#### [The task]
List every line of the data below that contains the string "locate", treating uppercase and lowercase letters as different.

#### [Data records]
== == ==

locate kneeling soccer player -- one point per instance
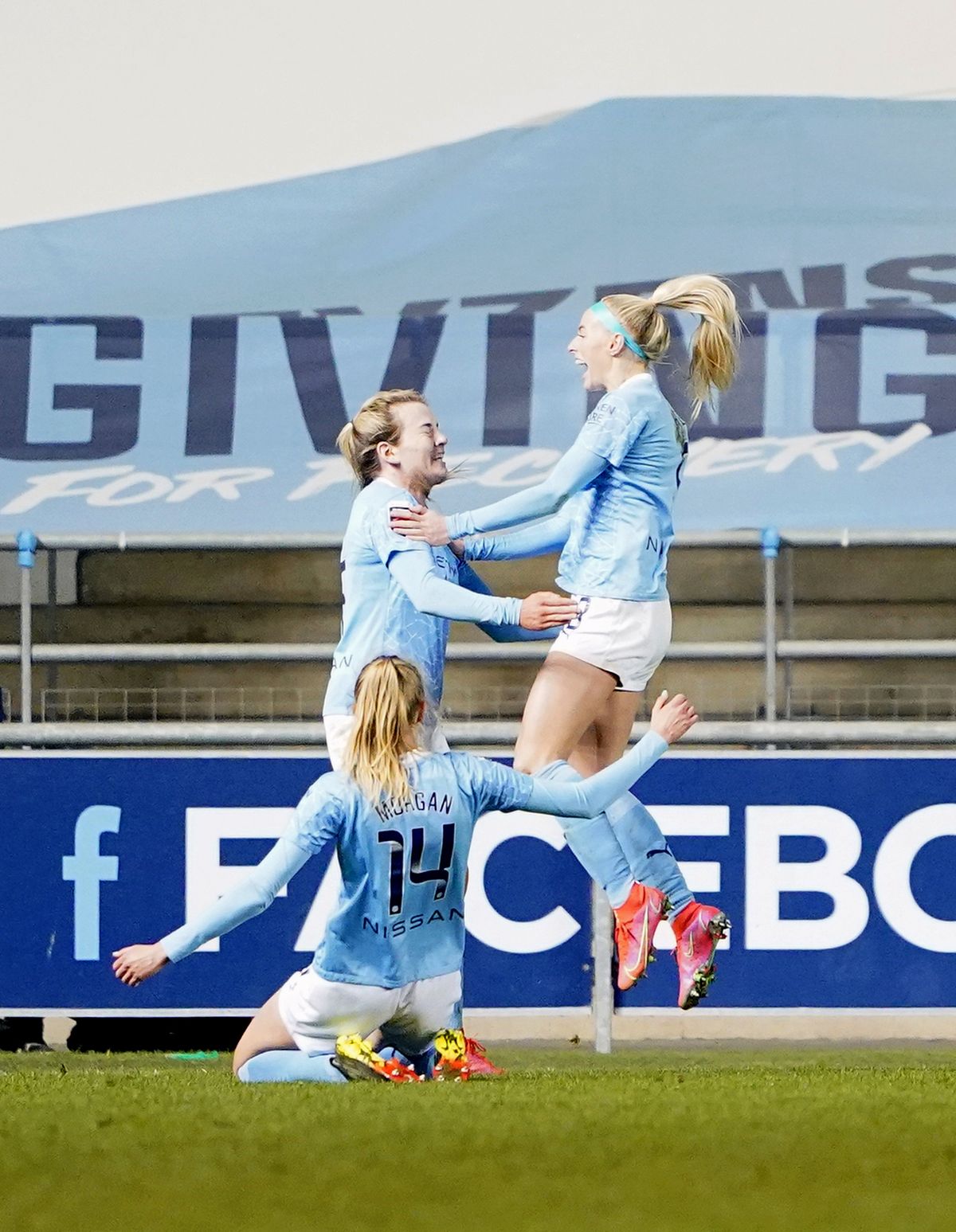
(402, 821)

== == ==

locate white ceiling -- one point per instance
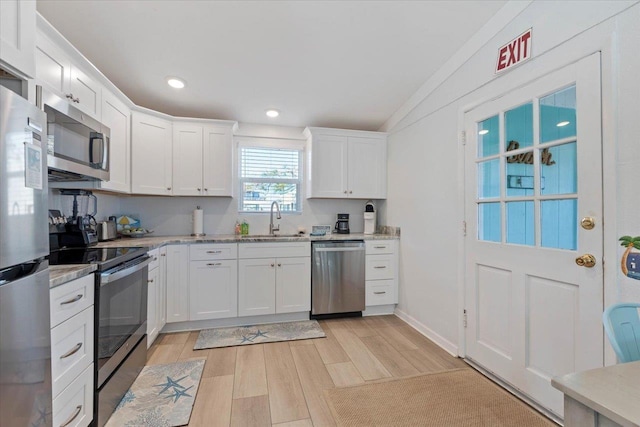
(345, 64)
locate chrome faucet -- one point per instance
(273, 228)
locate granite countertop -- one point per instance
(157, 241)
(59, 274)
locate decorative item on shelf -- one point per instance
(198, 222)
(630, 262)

== == ==

#### [Result below]
locate kneeling soccer player -- one point per instance
locate white ceiling -- one point per instance
locate chrome faucet -- one point per instance
locate granite countertop -- one point per instance
locate decorative item on shelf -- one point per instance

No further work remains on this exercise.